• Work instructions
1 – Answer these from the forum thread about Radio Shack below, one line each:
(a) What did Digi-Key charge for the fuse, and what did it charge for shipping?
(b) Which company does player99 say owns The Source?
(c) Which two kinds of fuse did the local electrical supplier carry?
2 – Transcribe part of the forum thread about Radio Shack below. Begin at the words "## jb welder" and stop after "fast & slow blow.".
3 – Finish out the next part of the forum thread about Radio Shack below, picking up from the point where it stops.

• Source passage
# I miss Radio Shack...



## Sneaky (Feb 14, 2006)

I needed a 1/2A Busmann fuse yesterday and called all the local places I could think of to no avail. The cheapest I could find was Digi-Key on line. $1.00 for the fuse and $8.00 shipping. (Sigh)

On the bright side I ordered yesterday afternoon and it was on my doorstep at 11:00 this morning.


----------



## Robert1950 (Jan 21, 2006)

The Source just isn't the same, despite being a rebranded Radio Shack in Canada.


----------



## player99 (Sep 5, 2019)

Robert1950 said:


> The Source just isn't the same, despite being a rebranded Radio Shack in Canada.


The Source is a cell phone store owned by Bell.


----------



## jb welder (Sep 14, 2010)

Sneaky said:


> I needed a 1/2A Busmann fuse yesterday and called all the local places I could think of to no avail.


Canadian Tire or other auto supplier? I used to always assume they wouldn't have smaller values, but they are used for various things like radios and other accessories in cars (although old style glass cartridge is getting harder to find).
I also had luck at a local electrical supplier. They had a lot more values than I thought they would have, even fast & slow blow.
Also, places like Acklands Grainger have them, maybe even Rona or Home Depot as they carry things like toggle switches, etc.


----------



## Sneaky (Feb 14, 2006)

• Collected data
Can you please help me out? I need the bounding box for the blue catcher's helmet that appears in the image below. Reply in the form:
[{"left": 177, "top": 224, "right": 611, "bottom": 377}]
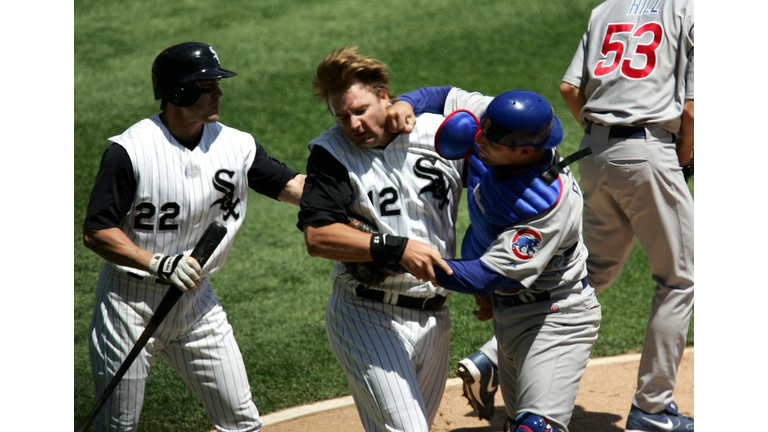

• Final answers
1 –
(a) $1.00 for the fuse and $8.00 for shipping.
(b) Bell.
(c) Fast blow and slow blow.

2 –
## jb welder (Sep 14, 2010)

Sneaky said:


> I needed a 1/2A Busmann fuse yesterday and called all the local places I could think of to no avail.


Canadian Tire or other auto supplier? I used to always assume they wouldn't have smaller values, but they are used for various things like radios and other accessories in cars (although old style glass cartridge is getting harder to find).
I also had luck at a local electrical supplier. They had a lot more values than I thought they would have, even fast & slow blow.

3 –
jb welder said:


> Canadian Tire or other auto supplier? I used to always assume they wouldn't have smaller values, but they are used for various things like radios and other accessories in cars (although old style glass cartridge is getting harder to find).
> I also had luck at a local electrical supplier. They had a lot more values than I thought they would have, even fast & slow blow.
> Also, places like Acklands Grainger have them, maybe even Rona or Home Depot as they carry things like toggle switches, etc.


Nobody had one less than 1A. Tried everyone within short driving distance.

Home Hardware of all places had them but the store is in Okotoks, about 45 minutes away.


----------



## jb welder (Sep 14, 2010)

That sucks. The one thing about the auto parts places though is they can usually get stuff from their warehouse same or next day with no shipping charge, so maybe next time.


----------



## LanceT (Mar 7, 2014)

Princess Auto? They have random stuff to the rafters and beyond.


----------



## vadsy (Dec 2, 2010)

Eecol
EB Horsman
Westburne
Gescan
Nedco

they'll all have what youre looking for


----------



## bzrkrage (Mar 20, 2011)

Sneaky said:


> Nobody had one less than 1A. Tried everyone within short driving distance.


B&E electronics on Manitou Rd.


----------



## knight_yyz (Mar 14, 2015)

Every town has a Mom and Pop electronic shop. Just need to find it.


----------



## player99 (Sep 5, 2019)

knight_yyz said:


> Every town has a Mom and Pop electronic shop. Just need to find it.


Maybe 50 years ago...


----------



## Jim DaddyO (Mar 20, 2009)

I can remember going into Radio Shack and speaking with the counter guy (usually the owner) about options on building a power supply unit and he knew what he was talking about. You go into Circuit City and the only thing they know is how to sell you a cell phone plan.


----------



## Mooh (Mar 7, 2007)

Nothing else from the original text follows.